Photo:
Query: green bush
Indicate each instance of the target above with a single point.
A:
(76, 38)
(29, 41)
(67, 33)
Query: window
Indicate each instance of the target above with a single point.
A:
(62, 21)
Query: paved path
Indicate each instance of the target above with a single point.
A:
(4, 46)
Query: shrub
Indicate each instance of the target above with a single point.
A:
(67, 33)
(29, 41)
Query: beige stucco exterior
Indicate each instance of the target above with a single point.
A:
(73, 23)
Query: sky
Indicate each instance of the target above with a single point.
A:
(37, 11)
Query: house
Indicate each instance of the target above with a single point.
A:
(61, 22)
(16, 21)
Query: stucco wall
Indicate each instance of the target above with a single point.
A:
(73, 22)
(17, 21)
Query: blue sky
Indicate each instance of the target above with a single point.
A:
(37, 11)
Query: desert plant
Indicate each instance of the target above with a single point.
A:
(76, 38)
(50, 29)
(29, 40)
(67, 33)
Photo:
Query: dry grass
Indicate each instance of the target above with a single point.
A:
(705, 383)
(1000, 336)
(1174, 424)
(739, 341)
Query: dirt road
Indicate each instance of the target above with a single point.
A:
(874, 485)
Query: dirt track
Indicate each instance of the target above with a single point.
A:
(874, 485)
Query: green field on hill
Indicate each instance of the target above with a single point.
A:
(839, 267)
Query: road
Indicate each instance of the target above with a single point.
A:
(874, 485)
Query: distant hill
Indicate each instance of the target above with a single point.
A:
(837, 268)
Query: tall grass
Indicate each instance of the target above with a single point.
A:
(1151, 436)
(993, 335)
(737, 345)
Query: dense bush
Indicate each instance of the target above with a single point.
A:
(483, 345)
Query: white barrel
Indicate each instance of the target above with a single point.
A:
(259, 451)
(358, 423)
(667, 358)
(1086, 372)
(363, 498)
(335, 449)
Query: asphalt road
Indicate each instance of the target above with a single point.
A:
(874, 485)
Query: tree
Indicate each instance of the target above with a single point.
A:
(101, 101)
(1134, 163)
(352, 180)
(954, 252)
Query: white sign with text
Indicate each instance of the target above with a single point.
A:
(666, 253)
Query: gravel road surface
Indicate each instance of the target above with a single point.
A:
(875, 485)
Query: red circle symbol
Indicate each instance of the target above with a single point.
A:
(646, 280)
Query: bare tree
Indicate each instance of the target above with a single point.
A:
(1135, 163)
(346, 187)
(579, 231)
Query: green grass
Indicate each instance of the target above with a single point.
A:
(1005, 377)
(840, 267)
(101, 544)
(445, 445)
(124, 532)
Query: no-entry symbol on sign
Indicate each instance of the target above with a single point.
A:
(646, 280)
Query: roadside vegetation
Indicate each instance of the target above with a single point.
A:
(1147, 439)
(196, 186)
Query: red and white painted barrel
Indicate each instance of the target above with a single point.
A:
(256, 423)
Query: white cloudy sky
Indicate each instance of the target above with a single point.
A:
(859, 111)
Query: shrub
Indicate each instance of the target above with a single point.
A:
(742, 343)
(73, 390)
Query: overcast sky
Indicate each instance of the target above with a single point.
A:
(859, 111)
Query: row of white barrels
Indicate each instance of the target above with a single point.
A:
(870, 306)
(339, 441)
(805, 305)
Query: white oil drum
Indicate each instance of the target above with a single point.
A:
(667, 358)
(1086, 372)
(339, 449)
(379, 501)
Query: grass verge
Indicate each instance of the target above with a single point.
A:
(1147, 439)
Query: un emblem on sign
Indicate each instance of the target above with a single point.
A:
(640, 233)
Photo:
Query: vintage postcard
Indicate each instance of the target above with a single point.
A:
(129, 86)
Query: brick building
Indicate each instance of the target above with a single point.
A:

What you will do:
Your answer should be a number only: the count of lines above in which the string "grass" appears.

Output for this exercise:
4